● Exercise: Write the next part of the personal essay "Sauntering Through The Holy Land," picking up after its final sentence.

[[ Selected passage open ]]

Sauntering Through The Holy Land

Jason Irwin

(USA)

High above the sun pulses in the haze of an ash-grey sky. It’s a Thursday in late August 1998, nearing one o’clock in the afternoon, as I leave my house and walk north on Mullet Street. In the distance the three smokestacks of Niagara Mohawk electric plant come into view, rising above the horizon of housetops like an apparition – totems to this once frontier town of industry and commerce, gone to rot. 

At 27 I’m still living with my mother and going nowhere. If you asked my grandfather, he might say I’m wasting my life reading, going to bars every night. He’d laugh and call me Josephine, after his older sister, because my hair is long. He’ll tell you that what I should be doing is working, that it doesn’t matter if I like my job, just as long as I have one, which, in fact, I do. A month ago, I was hired as a prime-time cashier at Quality Markets. “Prime-time,” meaning just a few hours short of forty hours per week–this, so the bigwigs don’t have to pay health insurance. But since I’m not one of those kiss-ass ladder climbers who quietly endure 50 to 60 hours a week so they can one day become superstar store managers like my boss Jim Hatala, who struts from aisle to aisle, making believe he gives a shit about the crates of milk and canned vegetables waiting to be shelved. I’m not fussed.  That’s not to say I’m content, but sometimes just knowing you’re going nowhere can be a blessing. Besides, today is my day off. Thus, I set out as Thoreau once advised, “on the shortest walk perchance, in the spirit of undying adventure, never to return, prepared to send my embalmed heart back as a relic” to this desolate kingdom of my youth. 

*

At the corner of Mullet and Dove, I find the severed head of a sparrow on the sidewalk. Its tiny eyes glint in the sun, and its body is nowhere to be found. A swarm of ants covers the head. They look like parishioners moving around a sacred obelisk or temple of some ancient avian god. I’m almost tempted to scoop the head in my hands and carry it away like a talisman but decide against it. Instead, I press on, following some inner trajectory I am not consciously aware of, though I surmise it has something to do with having beers with my friend Walt at Billy Ott’s bar. *

After working the night shift for the sixth straight night at Saint Vincent’s assisted living home, my mother, who was fast asleep when I left, is probably slowing rising, making her way to the kitchen, where she’ll stand with a cup of black coffee and her first of many cigarettes, gazing out the window, watching the birds, admiring her garden of hydrangeas and roses. Slowly her thoughts will lead her to some private abyss where she’ll mull over her life — the choices she’s made, her dreams, all her incessant fears and failures.  Then she’ll turn on the radio — and oldies station, Elvis, The Temptations, Dion — and let the music lull her into something close to bliss.

A year before we bought the one-story ranch-style house at 123 West Firth Street with generous help from my grandfather. My mother and I had fled our house on Main Street, where I grew up, leaving behind the leaky roof as well as most of the furniture, for my father, who, though he’d not lived with us since I was eight, was still responsible for the mortgage. According to my parents’ divorce agreement, my mother could stay in the house until I turned 21. After that, my father could do with it as he wanted.

 The roof had leaked for nearly ten years. Why my father never had it repaired I did not know. I never asked. Even my grandparents, who bought us groceries and sometimes gave my mother money for the utility bills, never asked about the roof. My mother and I had long ago stopped replacing the drop ceilings that only became waterlogged and crumbled every time it rained. Sections of the carpet in the living room never fully dried and the floorboards underneath buckled. We used to drag out all the pots and pans, the cups and bowls from the cupboards and place them strategically throughout the living room and dining room.

[[ Selected passage closed ]]
[[ Data excerpts open ]]

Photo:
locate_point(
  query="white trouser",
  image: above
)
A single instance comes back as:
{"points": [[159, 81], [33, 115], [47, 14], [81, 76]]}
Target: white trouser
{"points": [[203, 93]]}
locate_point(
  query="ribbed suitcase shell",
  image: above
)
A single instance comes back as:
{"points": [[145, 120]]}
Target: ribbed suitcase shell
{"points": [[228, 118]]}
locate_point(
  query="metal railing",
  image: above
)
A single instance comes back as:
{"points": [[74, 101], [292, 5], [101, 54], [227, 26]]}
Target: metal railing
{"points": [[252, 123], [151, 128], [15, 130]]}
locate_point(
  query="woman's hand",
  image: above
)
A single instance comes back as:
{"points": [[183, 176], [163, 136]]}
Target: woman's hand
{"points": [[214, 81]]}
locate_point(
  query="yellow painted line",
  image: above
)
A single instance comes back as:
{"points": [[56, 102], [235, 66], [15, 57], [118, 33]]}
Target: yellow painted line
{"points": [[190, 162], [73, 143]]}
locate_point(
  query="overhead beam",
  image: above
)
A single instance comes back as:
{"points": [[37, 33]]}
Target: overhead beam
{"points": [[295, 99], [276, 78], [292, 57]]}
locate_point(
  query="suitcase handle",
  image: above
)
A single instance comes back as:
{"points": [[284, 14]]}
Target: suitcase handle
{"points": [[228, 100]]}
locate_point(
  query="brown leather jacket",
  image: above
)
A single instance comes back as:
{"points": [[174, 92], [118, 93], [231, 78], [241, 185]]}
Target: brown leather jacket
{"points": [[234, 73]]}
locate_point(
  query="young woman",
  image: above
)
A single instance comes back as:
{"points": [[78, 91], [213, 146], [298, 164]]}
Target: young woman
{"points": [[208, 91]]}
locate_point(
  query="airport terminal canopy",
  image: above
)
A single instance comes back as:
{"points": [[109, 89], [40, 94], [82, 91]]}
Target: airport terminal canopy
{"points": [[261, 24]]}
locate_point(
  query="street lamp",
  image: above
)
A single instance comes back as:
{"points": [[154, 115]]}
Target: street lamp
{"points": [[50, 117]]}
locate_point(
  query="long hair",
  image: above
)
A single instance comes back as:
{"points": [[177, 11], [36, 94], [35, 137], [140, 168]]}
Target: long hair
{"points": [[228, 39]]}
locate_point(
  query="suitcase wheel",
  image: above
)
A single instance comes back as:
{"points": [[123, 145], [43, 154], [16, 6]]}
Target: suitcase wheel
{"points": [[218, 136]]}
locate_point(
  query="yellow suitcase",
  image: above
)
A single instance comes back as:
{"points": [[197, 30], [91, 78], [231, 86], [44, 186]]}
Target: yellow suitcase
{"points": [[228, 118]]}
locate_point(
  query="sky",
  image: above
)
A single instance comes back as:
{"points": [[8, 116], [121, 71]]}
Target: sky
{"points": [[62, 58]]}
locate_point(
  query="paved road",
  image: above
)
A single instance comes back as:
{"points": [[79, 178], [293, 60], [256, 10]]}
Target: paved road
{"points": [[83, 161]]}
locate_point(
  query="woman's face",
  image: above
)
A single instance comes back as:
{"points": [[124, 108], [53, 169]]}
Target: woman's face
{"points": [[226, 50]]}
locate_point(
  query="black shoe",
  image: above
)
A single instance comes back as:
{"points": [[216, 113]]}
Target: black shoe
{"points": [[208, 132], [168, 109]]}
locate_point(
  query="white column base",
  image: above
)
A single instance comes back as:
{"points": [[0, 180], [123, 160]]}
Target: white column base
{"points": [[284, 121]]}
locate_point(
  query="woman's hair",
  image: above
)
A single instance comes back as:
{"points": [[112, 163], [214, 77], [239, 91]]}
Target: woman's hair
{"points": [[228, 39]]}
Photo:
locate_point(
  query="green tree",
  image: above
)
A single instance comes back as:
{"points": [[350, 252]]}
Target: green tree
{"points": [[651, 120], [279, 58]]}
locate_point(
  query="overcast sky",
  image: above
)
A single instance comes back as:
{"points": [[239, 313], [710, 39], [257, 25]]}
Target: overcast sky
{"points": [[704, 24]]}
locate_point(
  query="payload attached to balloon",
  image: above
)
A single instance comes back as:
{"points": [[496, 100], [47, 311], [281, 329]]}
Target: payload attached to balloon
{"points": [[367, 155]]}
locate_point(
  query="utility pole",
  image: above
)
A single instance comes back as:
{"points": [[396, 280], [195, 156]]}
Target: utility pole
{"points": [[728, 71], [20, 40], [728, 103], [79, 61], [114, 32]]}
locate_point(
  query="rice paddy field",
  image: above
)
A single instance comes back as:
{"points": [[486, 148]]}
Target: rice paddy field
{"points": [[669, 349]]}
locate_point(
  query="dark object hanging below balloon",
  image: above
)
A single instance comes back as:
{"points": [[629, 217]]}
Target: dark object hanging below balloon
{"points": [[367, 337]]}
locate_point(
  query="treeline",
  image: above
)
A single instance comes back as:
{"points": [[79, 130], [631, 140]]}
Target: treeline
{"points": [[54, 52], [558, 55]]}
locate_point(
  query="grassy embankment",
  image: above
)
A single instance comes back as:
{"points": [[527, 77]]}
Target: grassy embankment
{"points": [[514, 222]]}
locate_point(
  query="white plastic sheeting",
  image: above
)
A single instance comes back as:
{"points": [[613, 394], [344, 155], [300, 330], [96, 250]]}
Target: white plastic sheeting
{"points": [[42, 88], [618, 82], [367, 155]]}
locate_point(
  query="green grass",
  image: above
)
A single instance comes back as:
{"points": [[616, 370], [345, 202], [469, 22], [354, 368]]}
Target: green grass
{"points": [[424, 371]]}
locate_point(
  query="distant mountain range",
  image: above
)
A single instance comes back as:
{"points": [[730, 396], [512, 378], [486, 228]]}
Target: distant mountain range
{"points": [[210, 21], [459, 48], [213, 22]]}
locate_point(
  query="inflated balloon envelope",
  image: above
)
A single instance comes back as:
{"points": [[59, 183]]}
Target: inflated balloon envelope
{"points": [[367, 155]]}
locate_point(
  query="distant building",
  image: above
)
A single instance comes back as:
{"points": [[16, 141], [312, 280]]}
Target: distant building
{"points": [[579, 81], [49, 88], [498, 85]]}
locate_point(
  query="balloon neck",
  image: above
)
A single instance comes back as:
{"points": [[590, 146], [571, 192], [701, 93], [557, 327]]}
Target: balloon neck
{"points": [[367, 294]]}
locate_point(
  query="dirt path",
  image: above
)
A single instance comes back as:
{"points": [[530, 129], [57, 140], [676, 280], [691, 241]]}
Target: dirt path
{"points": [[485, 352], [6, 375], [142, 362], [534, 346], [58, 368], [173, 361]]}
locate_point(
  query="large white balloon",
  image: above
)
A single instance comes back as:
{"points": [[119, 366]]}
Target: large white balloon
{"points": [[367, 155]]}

[[ Data excerpts closed ]]

● Written response:
Our new house, a white, three-bedroom ranch style had a finished basement. It became a sanctuary for my mother. She set about decorating with her own unique flair, transforming the rooms into something special, something all her own, the way she transformed the old house on Main Street after my father moved out. 

*

After having left the severed bird’s head behind I continue my journey, mapping in my mind Dunkirk’s entirety, as if every sidewalk crack and cranny were rivers, as if every street I crossed brought me into a new, undiscovered land. 

I imagine I’m one of the French trappers, those first Europeans to traverse the land that would one day become Chautauqua County, Dunkirk. It was the French, along with Father Louis – baptized Antoine – Hennepin, a Franciscan of Ath in the then Spanish controlled Netherlands, who first encountered the Seneca and the Erie people, part of the Iroquois Confederation. Hennepin, who wrote of his travels from the Gulf of Saint Lawrence to the Mississippi had been denounced as an errant falsifier. 

Zottu Cushing, however, a ship builder by trade, traveled from Oneida, NY with his family, was the first to settle here at the mouth of Canadaway Creek, where the first shots of the War of 1812 were fired seven years after the Cushing completed his cabin. 

The settlement was renamed Chadwick’s Bay, after Solomon Chadwick, who built a log cabin at the foot of Dove Street. His hospitality and cordial manner it was said attracted fisherman to the harbor which was named in his honor. Yet it was Elisha Jenkins, a local proprietor and exporter, who on a trip to France for his firm, beheld how the harbor of Dunkerque reminded him of Chadwick’s Bay, and thus the little fishing community on the shores of Lake Erie was named Dunkirk in 1818.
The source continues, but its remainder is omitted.